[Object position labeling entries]
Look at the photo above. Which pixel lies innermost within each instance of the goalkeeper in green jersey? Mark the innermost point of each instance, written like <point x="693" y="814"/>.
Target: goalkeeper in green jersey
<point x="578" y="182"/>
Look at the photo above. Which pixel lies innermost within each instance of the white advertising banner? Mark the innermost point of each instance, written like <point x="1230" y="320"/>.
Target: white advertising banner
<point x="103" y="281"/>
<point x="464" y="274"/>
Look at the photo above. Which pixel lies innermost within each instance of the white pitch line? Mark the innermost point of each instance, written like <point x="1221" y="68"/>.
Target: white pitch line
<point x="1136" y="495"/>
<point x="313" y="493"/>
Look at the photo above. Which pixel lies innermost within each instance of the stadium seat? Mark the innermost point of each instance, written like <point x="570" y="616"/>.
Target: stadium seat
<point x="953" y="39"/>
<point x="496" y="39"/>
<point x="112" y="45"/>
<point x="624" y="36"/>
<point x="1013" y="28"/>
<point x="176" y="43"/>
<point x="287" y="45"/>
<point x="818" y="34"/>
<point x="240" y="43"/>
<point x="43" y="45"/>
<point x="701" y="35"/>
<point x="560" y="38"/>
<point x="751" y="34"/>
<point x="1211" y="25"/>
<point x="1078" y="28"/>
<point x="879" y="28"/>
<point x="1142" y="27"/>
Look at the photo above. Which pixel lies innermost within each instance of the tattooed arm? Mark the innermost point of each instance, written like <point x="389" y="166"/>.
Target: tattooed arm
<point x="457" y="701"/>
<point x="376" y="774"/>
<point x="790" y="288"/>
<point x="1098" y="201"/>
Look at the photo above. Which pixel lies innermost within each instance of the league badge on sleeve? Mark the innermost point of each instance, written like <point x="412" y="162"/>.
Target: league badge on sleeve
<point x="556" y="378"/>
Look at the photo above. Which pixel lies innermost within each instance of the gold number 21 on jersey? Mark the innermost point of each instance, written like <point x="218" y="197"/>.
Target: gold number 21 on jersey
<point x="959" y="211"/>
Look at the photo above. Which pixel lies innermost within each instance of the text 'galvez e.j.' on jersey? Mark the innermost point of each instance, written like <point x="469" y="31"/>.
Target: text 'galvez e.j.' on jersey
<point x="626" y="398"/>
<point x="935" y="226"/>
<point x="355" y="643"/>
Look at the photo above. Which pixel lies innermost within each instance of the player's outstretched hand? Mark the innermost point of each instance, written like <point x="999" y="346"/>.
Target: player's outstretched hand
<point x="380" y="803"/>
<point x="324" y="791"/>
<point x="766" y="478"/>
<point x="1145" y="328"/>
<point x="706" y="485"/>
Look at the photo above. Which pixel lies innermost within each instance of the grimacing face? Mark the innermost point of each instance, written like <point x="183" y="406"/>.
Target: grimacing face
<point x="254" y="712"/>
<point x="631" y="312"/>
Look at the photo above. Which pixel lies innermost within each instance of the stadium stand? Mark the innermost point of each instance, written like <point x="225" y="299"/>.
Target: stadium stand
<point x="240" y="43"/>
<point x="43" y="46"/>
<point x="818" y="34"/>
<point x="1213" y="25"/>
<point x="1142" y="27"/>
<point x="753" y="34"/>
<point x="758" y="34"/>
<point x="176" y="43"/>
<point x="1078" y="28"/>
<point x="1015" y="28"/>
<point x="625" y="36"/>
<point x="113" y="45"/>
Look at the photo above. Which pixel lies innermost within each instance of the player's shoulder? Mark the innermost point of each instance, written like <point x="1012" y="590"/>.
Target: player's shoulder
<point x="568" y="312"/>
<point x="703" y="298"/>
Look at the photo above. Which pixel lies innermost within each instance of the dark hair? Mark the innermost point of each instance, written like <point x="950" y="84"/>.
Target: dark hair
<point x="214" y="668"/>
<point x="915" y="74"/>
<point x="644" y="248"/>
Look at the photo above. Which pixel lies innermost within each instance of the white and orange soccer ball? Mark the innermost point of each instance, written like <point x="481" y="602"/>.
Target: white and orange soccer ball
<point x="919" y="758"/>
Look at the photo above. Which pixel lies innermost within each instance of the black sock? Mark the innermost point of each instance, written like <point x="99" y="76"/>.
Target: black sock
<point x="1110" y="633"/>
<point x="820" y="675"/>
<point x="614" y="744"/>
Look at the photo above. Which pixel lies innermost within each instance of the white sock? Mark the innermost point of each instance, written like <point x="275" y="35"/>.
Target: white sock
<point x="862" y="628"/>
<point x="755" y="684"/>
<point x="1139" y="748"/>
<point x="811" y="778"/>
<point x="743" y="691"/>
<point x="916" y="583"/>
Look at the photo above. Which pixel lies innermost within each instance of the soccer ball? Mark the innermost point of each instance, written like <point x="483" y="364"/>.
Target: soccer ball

Written task ▸ Repeat every entry word for word.

Output for this exercise ▸
Look at the photo above. Which pixel lies innermost within each instance of the goalkeeper in green jersey? Mark the innermost point of each instance, written like <point x="693" y="814"/>.
Target: goalkeeper in green jersey
<point x="578" y="182"/>
Look at the photo above. Which pixel lies innermost within each instance of the white advertising banner? Mark the innermost point of each instance, written like <point x="1230" y="320"/>.
Target: white advertising banner
<point x="103" y="281"/>
<point x="464" y="274"/>
Look at the photo above. Which pixel lies innermost within each instance of the white pitch line? Mark the innermost point of each instance, written like <point x="1221" y="68"/>.
Target: white pitch line
<point x="1136" y="495"/>
<point x="313" y="493"/>
Look at the photo above. Which pixel lies innermost within each instance of the stadium seat? Mark the innermost point of each instance, written like <point x="570" y="616"/>.
Target: stadium seat
<point x="953" y="39"/>
<point x="496" y="39"/>
<point x="112" y="45"/>
<point x="624" y="36"/>
<point x="1013" y="28"/>
<point x="176" y="43"/>
<point x="287" y="45"/>
<point x="818" y="34"/>
<point x="240" y="43"/>
<point x="43" y="45"/>
<point x="701" y="35"/>
<point x="560" y="38"/>
<point x="751" y="34"/>
<point x="1211" y="25"/>
<point x="1078" y="28"/>
<point x="879" y="28"/>
<point x="1142" y="27"/>
Look at the photo above. Which pixel lies innermost within each instance of the tattooed arm? Mark the innermost point of each instance, written like <point x="389" y="166"/>.
Target: tattooed arm
<point x="457" y="701"/>
<point x="376" y="774"/>
<point x="790" y="288"/>
<point x="1098" y="201"/>
Look at the photo above. Which pixel lies innermost within each instance of the league badge on sleeve? Mark the innermost point of each instance, written like <point x="412" y="162"/>.
Target: league badge on sleeve
<point x="556" y="378"/>
Look at the photo above. Which pixel lies innermost within each instance of the gold number 21 on jersey? Mark the innermost point of each instance, written like <point x="218" y="197"/>.
Target: gold number 21 on jersey
<point x="959" y="211"/>
Look at the photo above. Which pixel lies innermost within each instance of the text 'galvez e.j.' on jersey? Mark the innermost point of each instance, written like <point x="469" y="31"/>.
Target: text 'galvez e.j.' on jersey
<point x="626" y="398"/>
<point x="935" y="226"/>
<point x="355" y="643"/>
Look at the photo above. Which pixel lies innermost within each instance of the player's outstretched hand? Mark the innermost point of each instance, written like <point x="999" y="346"/>.
Target: player's outstretched hand
<point x="380" y="803"/>
<point x="324" y="791"/>
<point x="766" y="478"/>
<point x="1145" y="328"/>
<point x="706" y="485"/>
Look at the photo above. Which pixel lies innermost within each instance of the grimacing face? Mark the innermost point of each instance, written like <point x="183" y="406"/>.
Target: grimacing face
<point x="254" y="712"/>
<point x="631" y="312"/>
Look at the photo above. Which pixel lies innermost within each instance of the stadium stand? Mark the innermost point of each instance, written like <point x="225" y="299"/>.
Target: stadium stand
<point x="240" y="43"/>
<point x="43" y="46"/>
<point x="818" y="34"/>
<point x="1213" y="25"/>
<point x="1142" y="27"/>
<point x="753" y="34"/>
<point x="758" y="34"/>
<point x="176" y="43"/>
<point x="1078" y="28"/>
<point x="1015" y="28"/>
<point x="625" y="36"/>
<point x="113" y="45"/>
Look at the photo above. Which pixel lies innermost within each instance of the player's shoulder? Mark the innermost point of each instance, written like <point x="1012" y="590"/>.
Target: player's shoulder
<point x="568" y="312"/>
<point x="703" y="298"/>
Look at the photo above. Which pixel lies innermost within each instance of the dark hair? Mark the innermost point of each instance, written like <point x="950" y="84"/>.
Target: dark hair
<point x="214" y="668"/>
<point x="915" y="74"/>
<point x="644" y="248"/>
Look at the photo above. Which pixel lies innermost within each instance of the white and orange soccer ball? Mark the innermost point of each instance, written like <point x="481" y="602"/>.
Target: white and orange soccer ball
<point x="919" y="758"/>
Look at the photo above. Which pixel lies innermost within each instance of the black sock? Mark the innermost point of each instance, written like <point x="99" y="76"/>.
Target: black sock
<point x="1110" y="633"/>
<point x="820" y="675"/>
<point x="614" y="744"/>
Look at the photo above. Which pixel lies innermost within each instance of the white sock? Mark the innermost point of each instance, written like <point x="275" y="35"/>.
Target: white sock
<point x="862" y="628"/>
<point x="755" y="684"/>
<point x="1139" y="748"/>
<point x="811" y="778"/>
<point x="743" y="691"/>
<point x="916" y="583"/>
Look at the photo above. Which pixel lies innermost within each instance of the soccer ball? Mark the innermost point of each instance, written like <point x="483" y="364"/>.
Target: soccer ball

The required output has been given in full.